**EXERCISE GOAL**
Search the entries for the word "Your" and copy each line that has it.

**INFORMATION SUPPLIED**

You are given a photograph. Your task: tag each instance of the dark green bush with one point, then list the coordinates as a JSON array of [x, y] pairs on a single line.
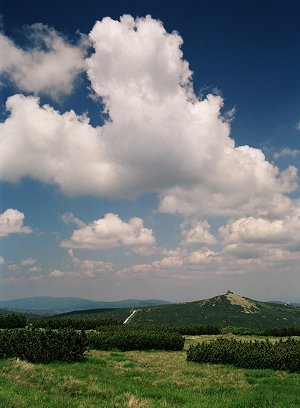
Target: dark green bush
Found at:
[[135, 339], [43, 346], [281, 355], [77, 323], [12, 320]]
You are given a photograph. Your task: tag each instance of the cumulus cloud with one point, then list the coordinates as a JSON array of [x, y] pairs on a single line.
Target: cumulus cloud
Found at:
[[287, 152], [49, 66], [83, 268], [12, 222], [111, 232], [69, 218], [56, 273], [199, 234], [27, 261], [253, 236], [160, 137]]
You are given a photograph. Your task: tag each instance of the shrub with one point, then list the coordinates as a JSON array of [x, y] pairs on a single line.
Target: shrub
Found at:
[[12, 320], [135, 339], [43, 346], [281, 355]]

**SOLUTION TO THE EXERCISE**
You are given a photograph. Your task: tag each instance of the dark green bush with one point, then list the coordinates as a JSON array of [x, y] pairs on a single line.
You are given a photograph. Your task: tag each instance of the cumulus cloud with one point, then list the coordinates as a JSON array of [x, y] pairs on a single line.
You are given a photograph. Your task: tag each instance of the shrub with one point, then list the coordinates as a JSON array of [x, y] pairs on a single line.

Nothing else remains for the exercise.